Aim of the exercise:
Render the items below as a numbered list, leaving out blank lines, starting at the line with "Quick check — is the field" and continuing through the last line of the items.
-- begin Material provided --
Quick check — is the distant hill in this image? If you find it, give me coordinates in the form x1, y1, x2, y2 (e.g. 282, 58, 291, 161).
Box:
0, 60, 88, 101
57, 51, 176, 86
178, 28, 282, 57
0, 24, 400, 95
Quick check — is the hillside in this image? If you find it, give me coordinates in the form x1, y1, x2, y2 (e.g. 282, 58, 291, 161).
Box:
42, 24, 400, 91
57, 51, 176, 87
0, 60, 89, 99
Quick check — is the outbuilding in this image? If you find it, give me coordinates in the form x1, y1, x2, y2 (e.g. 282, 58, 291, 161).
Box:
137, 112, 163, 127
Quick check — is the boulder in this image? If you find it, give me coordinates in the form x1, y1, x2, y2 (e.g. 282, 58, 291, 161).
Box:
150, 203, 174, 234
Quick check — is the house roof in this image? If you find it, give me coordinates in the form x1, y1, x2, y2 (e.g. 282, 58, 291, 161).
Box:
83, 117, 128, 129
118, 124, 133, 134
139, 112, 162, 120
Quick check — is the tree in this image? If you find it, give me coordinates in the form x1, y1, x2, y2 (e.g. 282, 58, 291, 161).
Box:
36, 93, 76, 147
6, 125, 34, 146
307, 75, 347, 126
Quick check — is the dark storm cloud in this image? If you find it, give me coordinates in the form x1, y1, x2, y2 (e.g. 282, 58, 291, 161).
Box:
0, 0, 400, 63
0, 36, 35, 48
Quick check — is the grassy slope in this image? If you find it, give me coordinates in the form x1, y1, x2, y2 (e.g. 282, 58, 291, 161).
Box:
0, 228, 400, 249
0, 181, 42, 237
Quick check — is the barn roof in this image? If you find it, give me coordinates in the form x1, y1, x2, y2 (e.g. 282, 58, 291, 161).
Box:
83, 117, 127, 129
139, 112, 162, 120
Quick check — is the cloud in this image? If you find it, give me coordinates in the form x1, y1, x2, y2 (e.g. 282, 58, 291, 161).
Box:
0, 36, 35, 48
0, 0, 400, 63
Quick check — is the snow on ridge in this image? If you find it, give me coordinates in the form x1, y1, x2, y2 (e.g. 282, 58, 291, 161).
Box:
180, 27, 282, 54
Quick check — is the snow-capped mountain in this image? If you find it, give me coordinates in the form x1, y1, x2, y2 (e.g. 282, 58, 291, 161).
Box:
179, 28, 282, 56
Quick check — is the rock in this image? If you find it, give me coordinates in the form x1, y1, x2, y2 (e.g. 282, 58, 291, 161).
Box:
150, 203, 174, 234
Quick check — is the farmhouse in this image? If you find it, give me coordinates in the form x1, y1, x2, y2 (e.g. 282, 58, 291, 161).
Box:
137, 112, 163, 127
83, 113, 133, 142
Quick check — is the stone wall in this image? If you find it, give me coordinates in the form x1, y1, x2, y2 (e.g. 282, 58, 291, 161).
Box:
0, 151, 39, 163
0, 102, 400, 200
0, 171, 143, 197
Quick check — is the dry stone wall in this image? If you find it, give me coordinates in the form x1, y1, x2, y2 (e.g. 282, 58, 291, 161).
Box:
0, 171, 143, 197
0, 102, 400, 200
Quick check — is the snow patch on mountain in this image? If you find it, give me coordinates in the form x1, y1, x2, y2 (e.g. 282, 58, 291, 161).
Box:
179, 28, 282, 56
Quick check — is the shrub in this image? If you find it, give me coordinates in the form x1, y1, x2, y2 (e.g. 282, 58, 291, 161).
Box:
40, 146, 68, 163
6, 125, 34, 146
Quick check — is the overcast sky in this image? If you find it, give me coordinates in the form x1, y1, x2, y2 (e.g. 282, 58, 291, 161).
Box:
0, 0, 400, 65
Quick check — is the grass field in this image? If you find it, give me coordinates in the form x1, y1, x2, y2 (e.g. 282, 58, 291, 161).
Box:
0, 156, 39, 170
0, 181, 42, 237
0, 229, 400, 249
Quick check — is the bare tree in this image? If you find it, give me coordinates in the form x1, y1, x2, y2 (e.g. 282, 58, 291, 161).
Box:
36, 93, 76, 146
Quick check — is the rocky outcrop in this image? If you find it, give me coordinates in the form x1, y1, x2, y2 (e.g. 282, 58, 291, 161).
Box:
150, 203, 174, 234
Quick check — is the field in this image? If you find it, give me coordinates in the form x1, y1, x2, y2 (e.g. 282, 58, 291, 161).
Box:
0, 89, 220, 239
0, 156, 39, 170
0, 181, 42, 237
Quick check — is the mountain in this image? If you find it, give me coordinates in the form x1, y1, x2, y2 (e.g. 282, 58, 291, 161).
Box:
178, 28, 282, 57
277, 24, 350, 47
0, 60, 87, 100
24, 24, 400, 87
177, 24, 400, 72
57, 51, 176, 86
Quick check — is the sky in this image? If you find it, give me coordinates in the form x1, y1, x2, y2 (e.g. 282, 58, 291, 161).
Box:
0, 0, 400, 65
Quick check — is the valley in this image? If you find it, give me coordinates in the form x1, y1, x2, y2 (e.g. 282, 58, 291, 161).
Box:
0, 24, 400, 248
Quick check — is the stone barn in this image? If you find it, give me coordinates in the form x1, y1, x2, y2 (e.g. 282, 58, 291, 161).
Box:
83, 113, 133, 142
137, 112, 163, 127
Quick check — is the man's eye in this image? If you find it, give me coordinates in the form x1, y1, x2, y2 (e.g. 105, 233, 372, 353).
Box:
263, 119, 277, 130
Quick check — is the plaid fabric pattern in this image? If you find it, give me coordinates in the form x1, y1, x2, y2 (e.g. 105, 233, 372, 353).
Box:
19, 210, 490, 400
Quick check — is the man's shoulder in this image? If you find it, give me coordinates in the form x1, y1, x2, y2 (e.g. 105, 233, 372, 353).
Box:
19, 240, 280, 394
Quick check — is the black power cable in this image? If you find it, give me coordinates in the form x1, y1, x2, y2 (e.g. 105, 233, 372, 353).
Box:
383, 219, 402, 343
-- end Material provided --
Answer for the task:
1. Quick check — is the field in this image? If you find it, give me coordinates in the form x1, y1, x2, y2 (e.g. 282, 58, 291, 161).
2. Box:
3. 0, 89, 220, 239
4. 0, 156, 39, 170
5. 0, 181, 42, 237
6. Quick check — is the mountain in this image? If you find it, give me coordinates in the form x1, y1, x2, y2 (e.g. 282, 58, 291, 161).
7. Box:
8. 178, 28, 282, 57
9. 277, 24, 350, 47
10. 0, 60, 87, 100
11. 24, 24, 400, 87
12. 177, 24, 400, 72
13. 57, 51, 176, 86
14. Quick check — is the sky in this image? If you find it, give me coordinates in the form x1, y1, x2, y2 (e.g. 282, 58, 291, 161).
15. Box:
16. 0, 0, 400, 65
17. Quick check — is the valley in this image? If you find it, give me coordinates in the form x1, y1, x2, y2 (e.g. 282, 58, 291, 161).
18. Box:
19. 0, 24, 400, 248
20. Quick check — is the stone barn in this image? If you find it, give me coordinates in the form x1, y1, x2, y2 (e.g. 282, 58, 291, 161).
21. Box:
22. 83, 113, 133, 142
23. 137, 112, 163, 127
24. Quick check — is the man's eye in this image? If you find it, give me coordinates in the form x1, y1, x2, y2 (e.g. 105, 233, 372, 353).
25. Box:
26. 263, 119, 277, 130
27. Quick check — is the plaid fabric pattern in this image? If you find it, give me coordinates in the form x1, y1, x2, y2 (e.g. 105, 233, 372, 353).
28. Box:
29. 19, 210, 490, 400
30. Quick check — is the man's shoulder in this image? If you find it, give me coordinates in the form x1, y1, x2, y2 (e.g. 105, 233, 372, 353).
31. Box:
32. 19, 240, 280, 394
33. Quick check — is the black power cable in this image? If you find it, give me coordinates in the form x1, y1, x2, y2 (e.g. 105, 233, 372, 353).
34. Box:
35. 383, 219, 402, 343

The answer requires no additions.